- TRAVAIL DEMANDÉ -
**1.** Recopiez sans rien modifier le passage du texte sur le nettoyage des rues sud-africaines avant la Coupe du monde, en commençant à «À Durban (sud-est), où» et en terminant à «journal The Times.».
**2.** D'après le texte sur le nettoyage des rues sud-africaines avant la Coupe du monde, combien d'enfants survivent d'ordinaire dans les rues de Durban ?
**3.** Poursuivez la rédaction du texte sur le nettoyage des rues sud-africaines avant la Coupe du monde, à partir de sa dernière phrase.

- TEXTE FOURNI -
--------------------
L'Afrique du Sud a vidé ses carrefours des prostituées, mendiants et enfants des rues, en un grand nettoyage avant la Coupe du monde de soccer visant, selon des associations, à dissimuler les populations qui dérangent.

«Les gens sont retirés de la rue et envoyés dans des refuges, mais ce sont des camps de concentration», tonne Warren Whitfield de l'Addiction Action Campaign, une organisation spécialisée dans l'aide aux toxicomanes.

«C'est une violation de notre droit constitutionnel», affirme-t-il, accusant son pays d'attenter «aux droits de l'Homme pour préparer cet événement mondial».

À Durban (sud-est), où aura lieu une demi-finale, le front de mer est inhabituellement calme. Depuis la rénovation de la promenade (pour environ 20 millions d'euros), les clochards et vendeurs à la sauvette se sont envolés.

Quant aux 400 enfants qui survivent d'ordinaire dans les rues de la ville, ils ont été en majorité transportés par la police dans un foyer en périphérie, selon plusieurs associations.

«Ils nous ont dit de retourner d'où nous venons. Ils disent que Durban est sale à cause de nous», a témoigné un jeune de 13 ans au journal The Times.

Le quartier malfamé des docks, près du plus grand port du continent, a également dit adieu à ses prostituées, remplacées par des commerces de luxe et des appartements de standing.

Les autres villes-hôtes ne sont pas en reste. Au cours des deux derniers mois, Johannesburg s'est vidé des aveugles zimbabwéens et des mères avec enfant qui mendiaient aux principales intersections de la ville.

«Leur présence viole les règlements municipaux et nous les arrêtons (...) C'est un exercice de police classique, que nous avons intensifié en vue du Mondial», reconnaît Edna Mamonyane, porte-parole de la police municipale.

 

Le plus de séropositifs au monde

«Dans la plupart des cas, les femmes avec enfants ou les handicapés sont envoyés dans des centres sociaux», ajoute-t-elle. «Seules les prostituées nous donnent vraiment du fil à retordre. Nous les arrêtons chaque jour de nouveau».
--------------------
- JEU DE LIGNES -
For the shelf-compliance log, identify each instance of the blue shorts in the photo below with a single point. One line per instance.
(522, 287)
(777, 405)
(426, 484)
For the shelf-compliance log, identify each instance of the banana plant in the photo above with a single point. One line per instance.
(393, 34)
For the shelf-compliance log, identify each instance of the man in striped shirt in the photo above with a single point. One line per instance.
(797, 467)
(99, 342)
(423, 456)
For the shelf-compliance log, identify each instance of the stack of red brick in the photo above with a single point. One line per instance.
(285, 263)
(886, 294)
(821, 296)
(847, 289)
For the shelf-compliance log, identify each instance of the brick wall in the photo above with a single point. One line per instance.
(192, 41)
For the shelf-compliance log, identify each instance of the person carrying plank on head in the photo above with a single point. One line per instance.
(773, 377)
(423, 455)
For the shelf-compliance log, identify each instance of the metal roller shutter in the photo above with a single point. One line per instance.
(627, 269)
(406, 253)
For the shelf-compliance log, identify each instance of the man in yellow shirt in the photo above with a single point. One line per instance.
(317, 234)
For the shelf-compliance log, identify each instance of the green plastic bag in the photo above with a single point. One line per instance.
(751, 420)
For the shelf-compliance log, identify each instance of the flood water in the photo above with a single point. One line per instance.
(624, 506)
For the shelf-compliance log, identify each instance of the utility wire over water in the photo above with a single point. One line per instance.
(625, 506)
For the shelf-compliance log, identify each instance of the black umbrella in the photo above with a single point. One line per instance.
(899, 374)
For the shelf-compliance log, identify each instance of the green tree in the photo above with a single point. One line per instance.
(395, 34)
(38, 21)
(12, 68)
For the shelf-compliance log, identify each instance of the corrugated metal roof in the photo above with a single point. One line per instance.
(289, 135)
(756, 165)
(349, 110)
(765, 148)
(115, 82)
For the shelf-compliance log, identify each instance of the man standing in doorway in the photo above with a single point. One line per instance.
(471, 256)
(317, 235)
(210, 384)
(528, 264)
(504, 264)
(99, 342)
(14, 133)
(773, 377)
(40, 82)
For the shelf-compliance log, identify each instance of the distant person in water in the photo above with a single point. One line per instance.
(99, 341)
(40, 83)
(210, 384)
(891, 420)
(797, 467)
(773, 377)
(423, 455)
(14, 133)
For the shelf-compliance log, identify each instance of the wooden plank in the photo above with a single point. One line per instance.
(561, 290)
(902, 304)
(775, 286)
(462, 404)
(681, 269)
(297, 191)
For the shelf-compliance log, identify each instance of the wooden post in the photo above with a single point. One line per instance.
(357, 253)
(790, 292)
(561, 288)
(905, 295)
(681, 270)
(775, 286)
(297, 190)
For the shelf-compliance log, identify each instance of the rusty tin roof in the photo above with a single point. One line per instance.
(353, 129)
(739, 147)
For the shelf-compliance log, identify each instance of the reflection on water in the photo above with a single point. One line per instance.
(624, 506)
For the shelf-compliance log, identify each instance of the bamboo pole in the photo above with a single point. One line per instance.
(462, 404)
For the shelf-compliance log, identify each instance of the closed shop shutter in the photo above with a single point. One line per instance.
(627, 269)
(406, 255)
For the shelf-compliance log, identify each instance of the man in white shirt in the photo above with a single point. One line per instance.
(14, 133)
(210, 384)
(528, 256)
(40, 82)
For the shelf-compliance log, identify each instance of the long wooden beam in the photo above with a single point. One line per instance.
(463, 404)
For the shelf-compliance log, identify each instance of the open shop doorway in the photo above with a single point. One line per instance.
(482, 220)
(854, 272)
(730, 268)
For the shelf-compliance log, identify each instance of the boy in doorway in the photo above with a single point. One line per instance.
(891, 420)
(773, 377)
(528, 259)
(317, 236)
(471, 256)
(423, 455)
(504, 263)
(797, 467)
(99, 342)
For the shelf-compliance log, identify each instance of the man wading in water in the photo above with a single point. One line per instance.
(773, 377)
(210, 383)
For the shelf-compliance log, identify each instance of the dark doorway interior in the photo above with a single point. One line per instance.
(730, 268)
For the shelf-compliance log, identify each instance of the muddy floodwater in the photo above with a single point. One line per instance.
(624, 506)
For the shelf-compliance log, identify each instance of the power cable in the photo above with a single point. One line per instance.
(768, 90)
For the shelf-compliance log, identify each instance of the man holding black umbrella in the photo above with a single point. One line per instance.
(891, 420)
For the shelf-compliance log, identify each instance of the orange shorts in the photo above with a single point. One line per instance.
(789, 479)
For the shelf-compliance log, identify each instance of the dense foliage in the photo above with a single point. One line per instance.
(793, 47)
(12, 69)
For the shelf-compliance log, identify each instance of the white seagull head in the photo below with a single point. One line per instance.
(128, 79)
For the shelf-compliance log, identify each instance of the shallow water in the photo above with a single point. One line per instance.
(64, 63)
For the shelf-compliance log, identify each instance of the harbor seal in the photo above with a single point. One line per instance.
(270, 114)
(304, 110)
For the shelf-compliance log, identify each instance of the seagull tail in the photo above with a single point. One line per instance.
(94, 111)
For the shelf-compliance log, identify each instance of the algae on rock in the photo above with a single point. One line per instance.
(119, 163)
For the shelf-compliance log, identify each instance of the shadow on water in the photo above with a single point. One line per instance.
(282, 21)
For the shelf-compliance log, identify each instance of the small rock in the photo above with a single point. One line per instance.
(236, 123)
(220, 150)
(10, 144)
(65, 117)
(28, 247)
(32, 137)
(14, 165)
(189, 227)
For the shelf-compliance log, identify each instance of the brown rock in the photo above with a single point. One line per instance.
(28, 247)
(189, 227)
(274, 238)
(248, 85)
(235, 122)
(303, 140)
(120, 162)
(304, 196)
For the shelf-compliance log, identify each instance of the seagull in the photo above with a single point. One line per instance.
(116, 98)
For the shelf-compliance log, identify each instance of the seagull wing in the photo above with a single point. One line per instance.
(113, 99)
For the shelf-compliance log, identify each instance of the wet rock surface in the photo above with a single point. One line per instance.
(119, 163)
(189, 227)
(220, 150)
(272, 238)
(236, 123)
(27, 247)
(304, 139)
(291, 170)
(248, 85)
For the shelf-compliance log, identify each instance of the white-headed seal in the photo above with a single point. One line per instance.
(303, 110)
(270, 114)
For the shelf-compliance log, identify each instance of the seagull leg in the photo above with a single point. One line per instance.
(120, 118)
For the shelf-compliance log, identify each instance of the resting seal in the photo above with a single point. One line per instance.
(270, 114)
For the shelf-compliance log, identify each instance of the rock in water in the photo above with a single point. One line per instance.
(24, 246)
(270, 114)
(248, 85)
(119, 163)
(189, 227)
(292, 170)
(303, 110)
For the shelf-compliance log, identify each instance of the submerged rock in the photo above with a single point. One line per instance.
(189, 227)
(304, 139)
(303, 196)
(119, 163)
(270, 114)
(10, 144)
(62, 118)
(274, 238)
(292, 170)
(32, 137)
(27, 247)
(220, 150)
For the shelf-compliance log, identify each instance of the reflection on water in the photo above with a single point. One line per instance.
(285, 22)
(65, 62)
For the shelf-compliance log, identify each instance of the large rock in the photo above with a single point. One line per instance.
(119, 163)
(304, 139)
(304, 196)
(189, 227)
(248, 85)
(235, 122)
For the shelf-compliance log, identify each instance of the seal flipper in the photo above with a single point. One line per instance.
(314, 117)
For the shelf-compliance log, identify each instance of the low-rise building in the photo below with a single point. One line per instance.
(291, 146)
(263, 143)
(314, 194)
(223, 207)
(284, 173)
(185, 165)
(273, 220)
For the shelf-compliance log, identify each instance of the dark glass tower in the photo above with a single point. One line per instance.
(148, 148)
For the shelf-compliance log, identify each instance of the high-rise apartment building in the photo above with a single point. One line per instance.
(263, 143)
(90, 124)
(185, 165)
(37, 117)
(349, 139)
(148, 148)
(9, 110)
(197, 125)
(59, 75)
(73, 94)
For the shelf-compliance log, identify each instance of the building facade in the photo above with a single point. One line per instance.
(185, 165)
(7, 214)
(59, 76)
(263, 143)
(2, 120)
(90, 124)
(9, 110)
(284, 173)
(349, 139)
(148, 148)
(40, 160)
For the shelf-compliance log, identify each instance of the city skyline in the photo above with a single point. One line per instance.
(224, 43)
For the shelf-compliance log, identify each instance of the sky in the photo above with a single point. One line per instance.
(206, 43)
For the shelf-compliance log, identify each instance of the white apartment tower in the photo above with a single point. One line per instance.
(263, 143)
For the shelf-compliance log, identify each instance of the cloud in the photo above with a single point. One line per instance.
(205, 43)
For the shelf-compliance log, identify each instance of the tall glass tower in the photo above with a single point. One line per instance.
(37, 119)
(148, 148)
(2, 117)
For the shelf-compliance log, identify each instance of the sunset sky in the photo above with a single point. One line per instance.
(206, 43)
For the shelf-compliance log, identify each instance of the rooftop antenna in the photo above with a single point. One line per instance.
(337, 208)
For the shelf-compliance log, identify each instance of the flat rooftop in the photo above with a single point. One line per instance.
--------------------
- RÉPONSES AUX EXERCICES -
**1.**
À Durban (sud-est), où aura lieu une demi-finale, le front de mer est inhabituellement calme. Depuis la rénovation de la promenade (pour environ 20 millions d'euros), les clochards et vendeurs à la sauvette se sont envolés.

Quant aux 400 enfants qui survivent d'ordinaire dans les rues de la ville, ils ont été en majorité transportés par la police dans un foyer en périphérie, selon plusieurs associations.

«Ils nous ont dit de retourner d'où nous venons. Ils disent que Durban est sale à cause de nous», a témoigné un jeune de 13 ans au journal The Times.

**2.** 400 enfants.

**3.**
La prostitution est illégale en Afrique du Sud. Pour des raisons de santé publique, plusieurs groupes de pression plaident pour sa décriminalisation pendant le Mondial, du 11 juin au 11 juillet.

Mais devant l'opposition farouche d'associations familiales et religieuses, les autorités ont opté pour une approche à la dure. Dès septembre, la ville du Cap (sud-ouest) a ainsi mis en place une «Brigade du vice».

Cela n'empêchera pas les prostituées d'offrir leurs services aux fans de foot, souligne la Cellule d'action pour l'éducation et la défense des travailleurs sexuels (Sweat), basée au Cap.

«Nous pensons plutôt voir une augmentation de l'activité des travailleurs sexuels pendant la Coupe du monde», relève l'organisation. «C'est effrayant quand on sait que notre pays a le plus grand nombre de séropositifs au monde.»

Quelque 5,7 des 48 millions de Sud-Africains sont porteurs du virus du sida. Le taux de prévalence du VIH est de plus de 45% chez les prostituées, selon la seule étude sur le sujet publiée en 1998.

Puisque les prostituées seront obligées d'agir dans la clandestinité, Sweat conseille d'orienter les campagnes de prévention vers les supporteurs.

L'association veut distribuer préservatifs et lubrifiants dans des paquets ornés de ballons ronds dans tous les bars où les matches seront rediffusés, sous des affiches prévenant: «Ne partez pas sans capote!»